MAN-204

Notes

Lecture 1-2

  • What is a graph ?
  • What problems can we solve ?
Multiple Edges
Loop
Simple Graph
Adjacent Vertices
Complement of a Graph
Clique
Independent set
Bipartite
  • Clique : Set of pairwise adjacent vertices
  • Independent Set : Set of pairwise nonadjacent vertices
  • Clique Number : Size of the largest clique
  • Independence Number : Size of the largest independent set of G
  • Bipartite : Two color colouring. Formally $V(G) = X_1 \cup X_2 \text{ and } X_1 \cap X_2 = \phi$

Lecture 3

Path
Cycle
Subgraph 
Connected Graph
Complete Graph
Complete Bipartite Graph 
Girth of a graph
  • Notation
    • $P_n$ : A path with n vertices
    • $C_n$ : A cycle with n edges
    • $K_n$ : Complete graph with n vertices
    • $K_{m, n}$ : Complete bipartite graph
  • Girth : Length of the smallest cycle present in the graph, infinite if the graph has no cycle
  • Walk : A list of vertices and edges $v_0, e_1, v_1, e_2, v_2 … v_{k-1}, e_k, v_k$ where $e_i$ has endpoints $v_i$ and $v_{i-1}$
  • Trail : A walk where edges are not repeated
  • Path : A walk where edges and vertices both are not repeated
  • The length of a walk, trail, path is the number of edges that are present in the walk/trail/path. Hense $P_n$ has length n-1 and $C_n$ has length n.

EXERCISES TO COMPLETE →
• A. Answer these questions from the graph theory notes, one answer per line:
(i) What is the clique number of a graph?
(ii) What is the girth of a graph that has no cycle?
(iii) What separates a trail from a walk?
• B. Summarize the graph theory notes in two sentences.
• C. Rewrite the paragraph in the graph theory notes that begins "The length of a walk" as one shorter sentence, keeping its main facts.

LISTING →
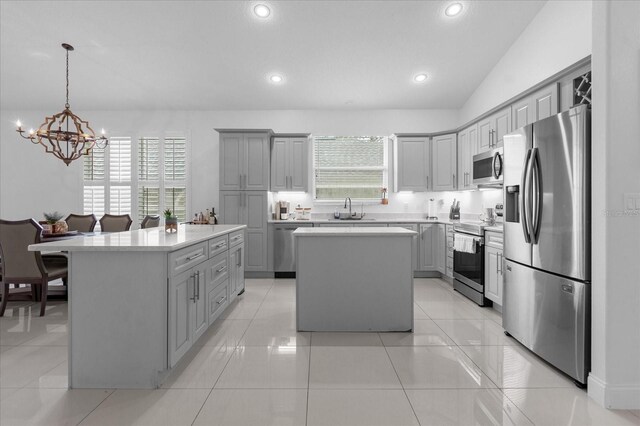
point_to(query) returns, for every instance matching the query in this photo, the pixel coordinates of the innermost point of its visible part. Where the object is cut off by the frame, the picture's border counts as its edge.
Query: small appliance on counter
(454, 212)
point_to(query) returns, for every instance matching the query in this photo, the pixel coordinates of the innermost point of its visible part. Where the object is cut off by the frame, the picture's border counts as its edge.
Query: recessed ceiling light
(262, 10)
(420, 78)
(453, 9)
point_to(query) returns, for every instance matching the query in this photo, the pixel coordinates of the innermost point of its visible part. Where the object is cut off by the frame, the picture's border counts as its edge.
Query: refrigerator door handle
(523, 198)
(537, 195)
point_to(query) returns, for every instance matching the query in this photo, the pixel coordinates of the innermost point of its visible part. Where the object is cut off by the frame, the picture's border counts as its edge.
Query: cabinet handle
(195, 256)
(194, 287)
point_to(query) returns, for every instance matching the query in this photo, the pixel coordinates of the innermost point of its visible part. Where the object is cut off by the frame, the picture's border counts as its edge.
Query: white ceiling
(209, 55)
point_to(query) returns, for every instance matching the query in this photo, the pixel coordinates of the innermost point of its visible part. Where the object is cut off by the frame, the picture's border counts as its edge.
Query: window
(353, 166)
(143, 177)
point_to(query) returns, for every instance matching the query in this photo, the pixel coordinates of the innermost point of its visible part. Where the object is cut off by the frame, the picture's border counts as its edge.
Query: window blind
(354, 166)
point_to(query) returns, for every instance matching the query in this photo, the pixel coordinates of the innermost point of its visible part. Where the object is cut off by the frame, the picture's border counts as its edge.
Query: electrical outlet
(632, 201)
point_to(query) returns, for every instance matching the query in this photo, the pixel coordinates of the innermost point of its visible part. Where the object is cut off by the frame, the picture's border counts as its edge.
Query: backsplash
(412, 204)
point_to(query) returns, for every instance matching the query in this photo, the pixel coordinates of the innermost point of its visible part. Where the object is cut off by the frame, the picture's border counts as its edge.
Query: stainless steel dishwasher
(284, 254)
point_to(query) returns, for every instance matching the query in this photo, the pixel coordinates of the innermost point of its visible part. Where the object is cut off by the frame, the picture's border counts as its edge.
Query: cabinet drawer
(218, 245)
(219, 269)
(184, 259)
(236, 238)
(218, 299)
(494, 239)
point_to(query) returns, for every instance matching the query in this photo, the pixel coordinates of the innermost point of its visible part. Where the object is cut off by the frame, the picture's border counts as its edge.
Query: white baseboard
(625, 397)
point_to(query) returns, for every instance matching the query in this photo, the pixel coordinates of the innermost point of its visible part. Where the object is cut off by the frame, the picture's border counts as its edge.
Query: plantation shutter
(349, 167)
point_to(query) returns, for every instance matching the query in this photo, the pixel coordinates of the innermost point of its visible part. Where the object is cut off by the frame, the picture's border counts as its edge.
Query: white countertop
(152, 239)
(345, 232)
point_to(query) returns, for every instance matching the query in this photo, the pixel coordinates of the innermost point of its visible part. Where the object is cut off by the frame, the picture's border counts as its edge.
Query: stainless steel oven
(468, 268)
(488, 168)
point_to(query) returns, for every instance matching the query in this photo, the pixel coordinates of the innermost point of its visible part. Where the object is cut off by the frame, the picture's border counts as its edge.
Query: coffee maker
(283, 210)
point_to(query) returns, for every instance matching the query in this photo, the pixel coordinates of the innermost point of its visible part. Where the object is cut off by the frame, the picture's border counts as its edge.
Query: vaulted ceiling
(210, 55)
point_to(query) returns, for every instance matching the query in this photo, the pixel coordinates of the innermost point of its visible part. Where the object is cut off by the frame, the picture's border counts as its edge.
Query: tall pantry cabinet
(244, 186)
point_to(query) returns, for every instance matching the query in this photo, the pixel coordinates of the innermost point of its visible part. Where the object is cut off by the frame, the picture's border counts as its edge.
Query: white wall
(559, 36)
(615, 376)
(32, 182)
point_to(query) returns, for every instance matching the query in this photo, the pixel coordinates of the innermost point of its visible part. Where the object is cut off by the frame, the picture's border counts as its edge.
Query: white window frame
(366, 201)
(135, 181)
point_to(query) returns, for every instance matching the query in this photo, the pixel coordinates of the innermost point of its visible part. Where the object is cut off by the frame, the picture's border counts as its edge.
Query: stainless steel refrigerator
(547, 249)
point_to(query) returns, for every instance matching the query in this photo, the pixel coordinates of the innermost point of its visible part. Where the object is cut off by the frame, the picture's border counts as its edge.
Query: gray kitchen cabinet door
(441, 249)
(298, 164)
(467, 148)
(538, 105)
(412, 165)
(428, 240)
(279, 164)
(501, 126)
(231, 161)
(231, 206)
(485, 132)
(180, 293)
(256, 221)
(256, 162)
(444, 162)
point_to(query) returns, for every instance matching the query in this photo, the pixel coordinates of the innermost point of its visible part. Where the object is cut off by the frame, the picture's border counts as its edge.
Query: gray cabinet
(444, 155)
(467, 148)
(412, 163)
(541, 104)
(248, 208)
(428, 246)
(289, 163)
(441, 245)
(493, 264)
(492, 129)
(244, 160)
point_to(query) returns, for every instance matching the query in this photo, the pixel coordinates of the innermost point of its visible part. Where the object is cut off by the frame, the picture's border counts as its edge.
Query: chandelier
(64, 134)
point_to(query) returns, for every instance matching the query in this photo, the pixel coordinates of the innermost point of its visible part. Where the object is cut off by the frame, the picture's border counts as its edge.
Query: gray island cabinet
(354, 279)
(139, 300)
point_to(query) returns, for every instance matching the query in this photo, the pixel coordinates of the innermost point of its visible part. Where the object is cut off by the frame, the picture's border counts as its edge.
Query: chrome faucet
(345, 205)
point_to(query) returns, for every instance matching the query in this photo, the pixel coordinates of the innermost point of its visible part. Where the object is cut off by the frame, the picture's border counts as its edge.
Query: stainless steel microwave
(488, 168)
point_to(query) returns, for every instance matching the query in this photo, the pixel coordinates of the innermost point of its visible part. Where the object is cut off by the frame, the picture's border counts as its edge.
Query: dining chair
(81, 223)
(21, 266)
(115, 223)
(150, 221)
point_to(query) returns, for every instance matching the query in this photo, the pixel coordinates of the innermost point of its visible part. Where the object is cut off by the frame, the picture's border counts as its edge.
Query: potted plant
(170, 221)
(385, 200)
(54, 223)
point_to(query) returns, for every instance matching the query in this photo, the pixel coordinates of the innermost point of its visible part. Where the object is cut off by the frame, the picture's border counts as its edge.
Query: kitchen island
(138, 300)
(354, 279)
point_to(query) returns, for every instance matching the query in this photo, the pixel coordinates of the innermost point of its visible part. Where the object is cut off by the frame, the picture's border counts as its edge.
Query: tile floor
(253, 368)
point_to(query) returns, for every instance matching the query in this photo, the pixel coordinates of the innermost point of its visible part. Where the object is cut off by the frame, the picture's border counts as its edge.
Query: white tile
(49, 407)
(475, 332)
(200, 368)
(175, 407)
(465, 407)
(425, 333)
(57, 378)
(515, 367)
(241, 407)
(24, 364)
(436, 367)
(277, 331)
(351, 368)
(267, 368)
(345, 339)
(365, 407)
(451, 310)
(224, 332)
(570, 406)
(240, 309)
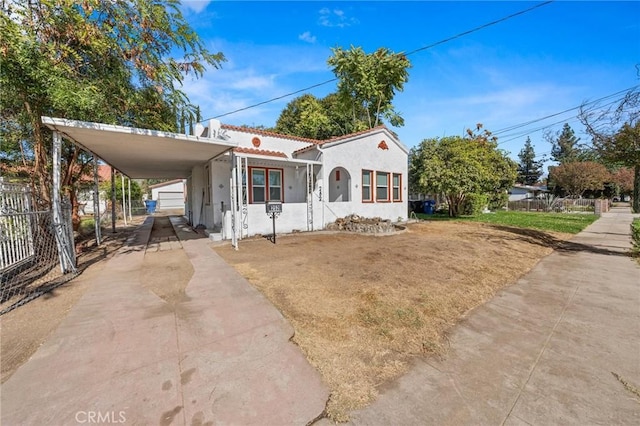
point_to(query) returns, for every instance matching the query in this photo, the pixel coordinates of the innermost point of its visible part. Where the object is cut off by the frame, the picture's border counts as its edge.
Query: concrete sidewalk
(554, 348)
(123, 355)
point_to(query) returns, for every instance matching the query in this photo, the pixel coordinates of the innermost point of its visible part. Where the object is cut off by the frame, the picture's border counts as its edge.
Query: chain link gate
(36, 253)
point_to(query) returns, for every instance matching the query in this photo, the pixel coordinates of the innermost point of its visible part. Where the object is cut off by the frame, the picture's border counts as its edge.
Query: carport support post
(124, 203)
(113, 200)
(233, 187)
(63, 236)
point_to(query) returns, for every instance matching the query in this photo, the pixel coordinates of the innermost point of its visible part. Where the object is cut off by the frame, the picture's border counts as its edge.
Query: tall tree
(108, 61)
(564, 145)
(576, 177)
(305, 116)
(460, 166)
(367, 83)
(529, 170)
(615, 132)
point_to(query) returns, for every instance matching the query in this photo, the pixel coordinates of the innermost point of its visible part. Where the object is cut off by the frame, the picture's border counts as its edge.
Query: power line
(481, 27)
(516, 126)
(462, 34)
(513, 136)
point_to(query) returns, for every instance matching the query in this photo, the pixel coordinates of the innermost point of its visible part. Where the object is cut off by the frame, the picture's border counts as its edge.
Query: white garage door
(170, 200)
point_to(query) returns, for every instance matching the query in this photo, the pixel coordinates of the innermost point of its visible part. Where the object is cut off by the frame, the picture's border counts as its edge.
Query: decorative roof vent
(200, 130)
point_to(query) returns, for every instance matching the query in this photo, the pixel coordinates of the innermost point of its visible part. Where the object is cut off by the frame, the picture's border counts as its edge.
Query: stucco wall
(354, 156)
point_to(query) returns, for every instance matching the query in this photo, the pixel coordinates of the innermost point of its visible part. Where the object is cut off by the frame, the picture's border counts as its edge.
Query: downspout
(96, 202)
(321, 198)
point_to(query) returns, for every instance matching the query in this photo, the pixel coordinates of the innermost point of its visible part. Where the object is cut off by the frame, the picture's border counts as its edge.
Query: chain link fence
(37, 251)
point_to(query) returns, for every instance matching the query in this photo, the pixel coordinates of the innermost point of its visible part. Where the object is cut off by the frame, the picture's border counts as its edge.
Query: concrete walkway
(556, 348)
(123, 355)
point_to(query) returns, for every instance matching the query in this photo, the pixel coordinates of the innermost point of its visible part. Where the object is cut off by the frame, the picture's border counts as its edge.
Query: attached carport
(137, 153)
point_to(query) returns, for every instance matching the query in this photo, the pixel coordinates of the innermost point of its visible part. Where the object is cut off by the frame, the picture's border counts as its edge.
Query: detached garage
(169, 195)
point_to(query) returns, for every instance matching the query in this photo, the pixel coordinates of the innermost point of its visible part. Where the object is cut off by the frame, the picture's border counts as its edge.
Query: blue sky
(537, 64)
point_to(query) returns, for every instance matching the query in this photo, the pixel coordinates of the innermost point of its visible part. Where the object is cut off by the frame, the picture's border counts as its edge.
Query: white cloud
(306, 36)
(196, 6)
(335, 18)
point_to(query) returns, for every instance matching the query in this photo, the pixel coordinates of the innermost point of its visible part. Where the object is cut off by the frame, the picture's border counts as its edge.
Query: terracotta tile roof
(268, 133)
(243, 150)
(306, 148)
(299, 139)
(350, 135)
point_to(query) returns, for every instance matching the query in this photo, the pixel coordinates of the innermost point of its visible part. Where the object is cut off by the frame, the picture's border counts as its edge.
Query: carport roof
(140, 153)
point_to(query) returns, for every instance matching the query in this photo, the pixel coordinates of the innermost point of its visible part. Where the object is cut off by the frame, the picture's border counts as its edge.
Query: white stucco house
(170, 195)
(231, 172)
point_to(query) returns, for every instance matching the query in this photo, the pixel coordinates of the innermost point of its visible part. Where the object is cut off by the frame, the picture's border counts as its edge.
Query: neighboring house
(232, 172)
(523, 192)
(169, 195)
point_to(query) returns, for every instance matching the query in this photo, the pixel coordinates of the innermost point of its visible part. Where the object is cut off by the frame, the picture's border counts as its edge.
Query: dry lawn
(363, 306)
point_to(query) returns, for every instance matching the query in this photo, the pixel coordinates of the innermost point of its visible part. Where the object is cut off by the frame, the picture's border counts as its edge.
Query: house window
(382, 186)
(367, 195)
(266, 185)
(397, 184)
(207, 179)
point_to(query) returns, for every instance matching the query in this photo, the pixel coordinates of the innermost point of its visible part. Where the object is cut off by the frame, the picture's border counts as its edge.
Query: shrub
(635, 237)
(474, 204)
(498, 200)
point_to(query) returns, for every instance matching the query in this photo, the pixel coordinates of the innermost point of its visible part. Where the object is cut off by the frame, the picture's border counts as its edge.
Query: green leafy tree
(615, 132)
(529, 170)
(622, 178)
(576, 177)
(367, 84)
(107, 61)
(565, 146)
(460, 166)
(305, 116)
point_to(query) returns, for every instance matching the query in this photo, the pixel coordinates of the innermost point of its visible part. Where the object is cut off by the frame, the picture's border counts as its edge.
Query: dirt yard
(363, 306)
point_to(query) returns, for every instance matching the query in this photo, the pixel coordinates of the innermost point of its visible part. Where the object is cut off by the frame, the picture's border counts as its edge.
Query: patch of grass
(635, 238)
(628, 386)
(556, 222)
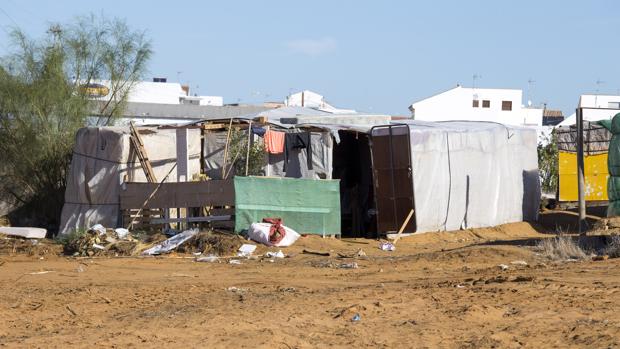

EXPECTED RESULTS →
• A.
(i) The size of the largest clique.
(ii) Infinite.
(iii) In a trail, edges are not repeated.

• B. The notes define basic graph terms, including a clique as a set of pairwise adjacent vertices, an independent set as a set of pairwise nonadjacent vertices, and a bipartite graph as one with a two-color coloring. They also give notation for paths, cycles, complete graphs, and complete bipartite graphs, define girth as the length of the smallest cycle, and distinguish walks, trails, and paths, whose length is their number of edges.

• C. A walk, trail, or path has a length equal to its number of edges, so $P_n$ has length n-1 and $C_n$ has length n.